(Task to carry out)
According to the bike wheel maintenance text below, which parts of the wheel system should a thorough check address?

(Excerpt to read)
This time of year – winter for us in the northern hemisphere – is a great time to check out our wheels in preparation for next season. If you’re like me, your winter wheels are now on the bike or it could be that your bike is not used (atleast as much as normal) until spring arrives. No matter, as now is the ideal time to check your wheels; you have lots of time to make any necessary adjustments or repairs during this “slow season.”
A thorough check will address all parts of the wheel system – rims, spokes, nipples, hubs, bearings, rim tapes, tires and tubes.
Start With a Thorough Cleaning
Begin with the wheels still on the bike. Put the bike in the stand, hang it from the rafters or simply flip it over onto its saddle and handlebars and start with cleaning the wheels, as it’s tough to spot subtle issues when the wheels are dirty.

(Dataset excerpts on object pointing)
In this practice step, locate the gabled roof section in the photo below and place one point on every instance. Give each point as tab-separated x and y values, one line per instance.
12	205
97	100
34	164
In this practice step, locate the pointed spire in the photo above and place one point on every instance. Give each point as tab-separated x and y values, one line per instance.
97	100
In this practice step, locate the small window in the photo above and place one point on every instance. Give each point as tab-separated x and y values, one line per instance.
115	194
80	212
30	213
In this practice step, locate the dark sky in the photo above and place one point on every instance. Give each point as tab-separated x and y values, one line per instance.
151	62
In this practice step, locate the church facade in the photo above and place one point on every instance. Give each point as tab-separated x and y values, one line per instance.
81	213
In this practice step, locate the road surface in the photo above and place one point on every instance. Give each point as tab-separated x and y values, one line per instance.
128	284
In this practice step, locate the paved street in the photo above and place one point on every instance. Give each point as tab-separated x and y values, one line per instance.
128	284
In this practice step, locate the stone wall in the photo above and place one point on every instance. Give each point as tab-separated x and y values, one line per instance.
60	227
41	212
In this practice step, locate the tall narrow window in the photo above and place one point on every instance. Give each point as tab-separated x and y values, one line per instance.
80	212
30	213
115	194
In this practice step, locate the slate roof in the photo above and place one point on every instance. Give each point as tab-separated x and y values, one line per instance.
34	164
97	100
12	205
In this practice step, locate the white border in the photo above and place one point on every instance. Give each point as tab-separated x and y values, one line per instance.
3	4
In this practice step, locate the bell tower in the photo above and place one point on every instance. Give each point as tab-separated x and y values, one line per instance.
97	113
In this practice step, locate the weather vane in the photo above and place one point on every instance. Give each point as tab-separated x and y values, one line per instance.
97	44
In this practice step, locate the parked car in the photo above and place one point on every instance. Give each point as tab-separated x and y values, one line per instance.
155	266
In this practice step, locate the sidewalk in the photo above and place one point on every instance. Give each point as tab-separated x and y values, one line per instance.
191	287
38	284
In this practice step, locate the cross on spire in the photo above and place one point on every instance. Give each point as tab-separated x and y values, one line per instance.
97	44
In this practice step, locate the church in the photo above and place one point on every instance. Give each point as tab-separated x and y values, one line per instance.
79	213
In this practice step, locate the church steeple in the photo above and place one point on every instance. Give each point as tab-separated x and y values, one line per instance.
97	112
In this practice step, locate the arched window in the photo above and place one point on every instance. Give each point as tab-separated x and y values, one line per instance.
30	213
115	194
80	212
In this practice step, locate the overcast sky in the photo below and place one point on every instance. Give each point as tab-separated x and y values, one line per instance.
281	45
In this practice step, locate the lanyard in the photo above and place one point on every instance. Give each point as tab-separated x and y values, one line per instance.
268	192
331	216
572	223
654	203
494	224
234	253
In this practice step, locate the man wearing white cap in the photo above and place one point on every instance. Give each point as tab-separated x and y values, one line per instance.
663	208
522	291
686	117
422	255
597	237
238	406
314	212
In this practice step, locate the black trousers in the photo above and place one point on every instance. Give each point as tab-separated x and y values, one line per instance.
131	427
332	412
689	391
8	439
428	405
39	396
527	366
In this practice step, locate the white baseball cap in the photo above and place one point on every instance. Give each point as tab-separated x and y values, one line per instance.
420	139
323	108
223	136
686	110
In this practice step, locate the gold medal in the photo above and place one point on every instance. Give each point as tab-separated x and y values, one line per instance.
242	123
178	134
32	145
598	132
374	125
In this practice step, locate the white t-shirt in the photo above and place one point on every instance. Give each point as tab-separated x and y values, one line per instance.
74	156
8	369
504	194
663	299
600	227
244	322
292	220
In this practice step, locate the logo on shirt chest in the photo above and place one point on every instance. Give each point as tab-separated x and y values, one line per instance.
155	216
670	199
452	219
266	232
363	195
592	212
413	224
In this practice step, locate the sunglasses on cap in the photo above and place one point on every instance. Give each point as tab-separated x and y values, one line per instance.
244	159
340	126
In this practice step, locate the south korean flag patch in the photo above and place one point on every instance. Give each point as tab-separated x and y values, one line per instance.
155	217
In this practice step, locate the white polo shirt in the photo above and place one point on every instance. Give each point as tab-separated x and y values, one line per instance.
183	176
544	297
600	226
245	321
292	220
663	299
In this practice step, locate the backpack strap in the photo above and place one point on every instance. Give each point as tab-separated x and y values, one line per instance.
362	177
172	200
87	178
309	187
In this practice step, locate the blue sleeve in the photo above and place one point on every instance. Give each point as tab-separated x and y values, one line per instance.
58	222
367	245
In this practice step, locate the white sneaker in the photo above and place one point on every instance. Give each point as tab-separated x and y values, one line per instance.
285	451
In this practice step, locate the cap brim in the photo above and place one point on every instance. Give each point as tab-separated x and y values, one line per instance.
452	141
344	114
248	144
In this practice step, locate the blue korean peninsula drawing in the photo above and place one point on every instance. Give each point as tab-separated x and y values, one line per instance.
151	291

(Result for this exercise)
Rims, spokes, nipples, hubs, bearings, rim tapes, tires and tubes.